## Required actions
1 – Write out again the part of the full-face helmet thread that opens with the words containing "## evasive (Feb" and closes with "for me, though.".
2 – Answer these questions about the full-face helmet thread.
(a) For about how long was zephxiii kept off the trails after the crash?
(b) Around what temperatures does evasive say pedaling in a full-face helmet becomes not too bad?
(c) What does evasive's friend do at the top of any significant descent?

Lots of wisdom in that statement. Thanks for the input.

I guess I'll be doing some FF shopping soon.



zephxiii said:


> I wish i had one on when I endoed earlier this year!


----------



## OnThaCouch (Oct 2, 2010)

I hope you healed up quickly and were back out on the trails without too much downtime.

If you don't mind me asking, what were the extent of your injuries? Thanks.



zephxiii said:


> I wish i had one on when I endoed earlier this year!


----------



## zephxiii (Aug 12, 2011)

Chin hit the ground, caused a lot of strain on neck muscles and kept me off of trails for about 2 months since it couldn't take any jarring. I always wondered what it would have been like if i had a full face and the chin of the helmet took the impact instead.


----------



## OnThaCouch (Oct 2, 2010)

Sorry to hear. Glad that it sounds like you're back out there now.

Seems like the full faced helmet is cheap insurance for the trails. The pros outweigh the cons especially for those of us needing to make it back to work on Mondays.



zephxiii said:


> Chin hit the ground, caused a lot of strain on neck muscles and kept me off of trails for about 2 months since it couldn't take any jarring. I always wondered what it would have been like if i had a full face and the chin of the helmet took the impact instead.


----------



## evasive (Feb 18, 2005)

I'll add my experience as a counterweight. Pedaling in a full-face helmet is really unpleasant. It's not too bad once you get into shoulder season temperatures (40s, say), but otherwise it's not much fun. The chin bar makes it more difficult to get a drink from a hydration bladder, and I'd guess drinking from a bottle is even harder. You also can't hear as well.

I've had dental work resulting from a crash. I had a difficult time not imagining smacking my face into rocks for a few weeks after that. It took one pedally ride with a full-face to cure me of that fear. I still wear mine if I'm doing a ride that's pretty an up-and-back ride, but that's a small minority of my rides. If you're dead set on it, I recommend what a friend of mine does - she switches between a half shell and a full-face at the top of any significant descent. Too much bother for me, though.

(Region pointing data)
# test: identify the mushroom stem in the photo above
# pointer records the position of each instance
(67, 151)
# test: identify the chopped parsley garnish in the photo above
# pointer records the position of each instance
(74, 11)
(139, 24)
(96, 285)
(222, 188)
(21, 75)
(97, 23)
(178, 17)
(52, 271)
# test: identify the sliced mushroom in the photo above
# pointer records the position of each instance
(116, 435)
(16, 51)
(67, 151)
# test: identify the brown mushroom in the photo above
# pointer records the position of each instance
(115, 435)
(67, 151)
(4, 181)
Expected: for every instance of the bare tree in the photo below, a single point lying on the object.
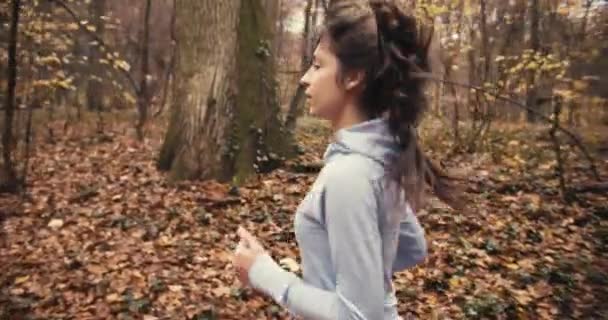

## Answers to the exercises
1 –
## evasive (Feb 18, 2005)

I'll add my experience as a counterweight. Pedaling in a full-face helmet is really unpleasant. It's not too bad once you get into shoulder season temperatures (40s, say), but otherwise it's not much fun. The chin bar makes it more difficult to get a drink from a hydration bladder, and I'd guess drinking from a bottle is even harder. You also can't hear as well.

I've had dental work resulting from a crash. I had a difficult time not imagining smacking my face into rocks for a few weeks after that. It took one pedally ride with a full-face to cure me of that fear. I still wear mine if I'm doing a ride that's pretty an up-and-back ride, but that's a small minority of my rides. If you're dead set on it, I recommend what a friend of mine does - she switches between a half shell and a full-face at the top of any significant descent. Too much bother for me, though.

2 –
(a) About 2 months.
(b) Shoulder season temperatures, in the 40s.
(c) She switches between a half shell and a full-face helmet.